#### Page text ####
Skip to content

On Defining the Problem

Sat, 3 Aug 2013, 10:25 AM (-06:00) Creative Commons License

In a recent interview, James Galbraith said this.

[They are] not going to escape the consequences of this. […] it’s a choice that [they] can, and I’m sure, will make. But what is necessary is to state clearly what the choice actually is.

In this particular conversation, he was discussing Germany and the Eurozone and the need for the Germans to define the Eurozone problem and devise and pursue solutions accordingly.

Of course, this notion of defining problems and deriving corresponding solutions is a key element of what we might call rational decision making. It’s about cause and effect. It’s the scientific method. It’s what’s at the core of the age of reason, of the mode of thought bestowed upon us by the enlightenment.

This way of thinking is why we can build skyscrapers and bridges that don’t fall down. It’s why we can send spacecraft to the outer fringes of the solar system. It’s why I can write this from the comfort of my home and you can read it from the comfort of yours.

Yet here is James Galbraith, compelled to lay out this fundamental point as if the decision makers haven’t recognized it.
#### Dataset records ####
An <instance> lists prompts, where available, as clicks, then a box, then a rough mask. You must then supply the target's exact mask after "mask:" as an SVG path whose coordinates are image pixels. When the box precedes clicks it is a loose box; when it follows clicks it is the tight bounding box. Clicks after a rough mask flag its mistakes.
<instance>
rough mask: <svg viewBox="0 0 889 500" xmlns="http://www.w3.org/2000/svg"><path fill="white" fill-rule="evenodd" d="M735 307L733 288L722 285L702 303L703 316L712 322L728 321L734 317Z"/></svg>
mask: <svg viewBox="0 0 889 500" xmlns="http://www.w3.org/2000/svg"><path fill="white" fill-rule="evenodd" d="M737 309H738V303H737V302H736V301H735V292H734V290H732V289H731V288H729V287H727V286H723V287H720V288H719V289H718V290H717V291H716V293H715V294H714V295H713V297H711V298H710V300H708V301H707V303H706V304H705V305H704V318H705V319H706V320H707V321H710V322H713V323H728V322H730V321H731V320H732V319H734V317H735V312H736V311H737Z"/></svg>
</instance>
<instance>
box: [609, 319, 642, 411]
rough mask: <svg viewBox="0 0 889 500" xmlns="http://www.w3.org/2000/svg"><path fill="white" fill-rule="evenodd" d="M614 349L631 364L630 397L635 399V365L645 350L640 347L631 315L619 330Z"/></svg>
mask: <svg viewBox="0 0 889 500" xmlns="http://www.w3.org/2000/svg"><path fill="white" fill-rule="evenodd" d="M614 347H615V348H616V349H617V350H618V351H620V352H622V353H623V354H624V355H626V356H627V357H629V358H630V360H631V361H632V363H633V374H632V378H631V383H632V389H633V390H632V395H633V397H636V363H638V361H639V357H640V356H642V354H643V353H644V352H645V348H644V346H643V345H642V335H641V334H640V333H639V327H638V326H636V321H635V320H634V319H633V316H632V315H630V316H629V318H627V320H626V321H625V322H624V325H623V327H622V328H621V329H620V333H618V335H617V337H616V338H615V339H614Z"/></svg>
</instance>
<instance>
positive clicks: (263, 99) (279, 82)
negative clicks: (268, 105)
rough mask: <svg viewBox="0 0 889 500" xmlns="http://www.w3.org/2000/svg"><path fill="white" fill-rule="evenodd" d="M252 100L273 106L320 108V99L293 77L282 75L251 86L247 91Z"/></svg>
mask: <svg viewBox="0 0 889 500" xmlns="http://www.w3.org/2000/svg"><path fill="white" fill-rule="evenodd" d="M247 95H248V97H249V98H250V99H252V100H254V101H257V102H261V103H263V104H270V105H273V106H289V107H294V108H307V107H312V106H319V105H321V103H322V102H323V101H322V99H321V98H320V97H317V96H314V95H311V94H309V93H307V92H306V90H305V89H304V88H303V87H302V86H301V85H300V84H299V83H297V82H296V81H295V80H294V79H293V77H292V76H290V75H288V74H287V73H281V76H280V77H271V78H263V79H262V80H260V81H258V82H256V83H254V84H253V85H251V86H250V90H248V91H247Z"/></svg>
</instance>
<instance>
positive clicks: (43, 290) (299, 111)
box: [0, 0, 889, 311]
####
• _Assigned task 1_:
Quote the part of the post that opens with the words containing "Skip to content" and closes with "pursue solutions accordingly.".
• _Assigned task 2_:
Count the lines of the entries that contain the string "positive", treating case as significant, and give only the number.
The entries have no connection to the post.

• _Task result 1_:
Skip to content

On Defining the Problem

Sat, 3 Aug 2013, 10:25 AM (-06:00) Creative Commons License

In a recent interview, James Galbraith said this.

[They are] not going to escape the consequences of this. […] it’s a choice that [they] can, and I’m sure, will make. But what is necessary is to state clearly what the choice actually is.

In this particular conversation, he was discussing Germany and the Eurozone and the need for the Germans to define the Eurozone problem and devise and pursue solutions accordingly.

• _Task result 2_:
2